It was more than a “bissel.” In “My American Journey,” Powell — called “Collie” by Sickser — relates that he had picked up enough Yiddish so that when couples were speaking to each other on the store’s second floor about how much they might be willing to spend on a stroller or crib, he understood. But he didn’t always let on.
“This schwarz knabe what did he understand?” Powell wrote, using the Yiddish phrase for “Black boy,” a term now considered pejorative.”I’d excuse myself and report to Mr. S., who would come up, armed with my intelligence, and close the deal.”
In 1992, Powell recalled, at a Hanukkah dinner at Yeshiva University, that Sickser’s would give him a playful ”gezunten keppel”, a “healthy head,” and mimed a slap.
“To keep me straight,” Powell explained.
Powell wasn’t planning to make a career at Sickser’s, but Jay Sickser was worried that the young man who had worked for him for so many years might be too attached to the store. He called Powell over one day, and told him that with children and a son-in-law, the business would be theirs one day, and so Powell should get a good education to secure his future.
Powell was touched.
“He evidently thought that I had worked out well enough to deserve to be brought into the firm, which I had never considered,” Powell wrote. “I took it as a compliment.”
Binding ties
Powell was 11 when Israel was founded.
In Hunts Point, there was “joy throughout the neighborhood,” the day David Ben-Gurion declared Israel’s independence in 1948, Powell recalled in a speech to the World Jewish Congress in 2017.
“Tears flowed, celebrations everywhere, it wasn’t just the Jews who were celebrating, the rest of us were celebrating for the Jews. We all shared in their joy, the joy of having a homeland,” Powell said.
As a diplomat, Powell was considered a staunch ally of the Jewish state. He didn’t always see eye to eye with Israeli leaders, and critiqued, for example, Prime Minister Ariel Sharon’s actions during the Second Intifada.
But he conveyed a deep concern for Israel’s security, and was instrumental in convincing Sharon by 2003 to endorse a road map to peace that included Palestinian statehood. “Colin Powell may not be Jewish, but he has a Jewish soul,” said Ronald S. Lauder, president of the World Jewish Congress, presenting the Theodor Herzl Award to Powell in 2017 and calling him a “lifelong friend of the Jewish people.”
But Powell’s reputation for standing by the Jewish community went beyond his diplomacy with Israel. He recalls, in “My American Journey,” how he was slated to deliver the 1994 commencement address at historically Black Howard University, just days after speakers on campus connected to the Nation of Islam had publicly denounced Jews — to applause.
Powell decided to address the issue head on, and told the graduates: “African-Americans have come too far and we have too far yet to go to take a detour into the swamp of hatred.”
“My Howard speech received unusually wide media coverage,” he later wrote, “not because I was more eloquent than other commencement speakers that spring, but because my denouncing race hatred from any quarter was an apparently welcome message.”

* Collected material:
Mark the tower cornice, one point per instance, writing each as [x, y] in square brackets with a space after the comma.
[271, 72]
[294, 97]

* Exercise instructions:
1 - Reproduce the passage on Colin Powell verbatim, between "Binding ties" and "Congress in 2017.", inclusive.
2 - Answer these questions using the passage on Colin Powell:
(a) How old was Powell when Israel was founded?
(b) What award did Ronald S. Lauder present to Powell in 2017?
(c) In what year was Powell slated to deliver the commencement address at Howard University?

* Solution list:
1 -
Binding ties
Powell was 11 when Israel was founded.
In Hunts Point, there was “joy throughout the neighborhood,” the day David Ben-Gurion declared Israel’s independence in 1948, Powell recalled in a speech to the World Jewish Congress in 2017.

2 -
(a) 11
(b) The Theodor Herzl Award
(c) 1994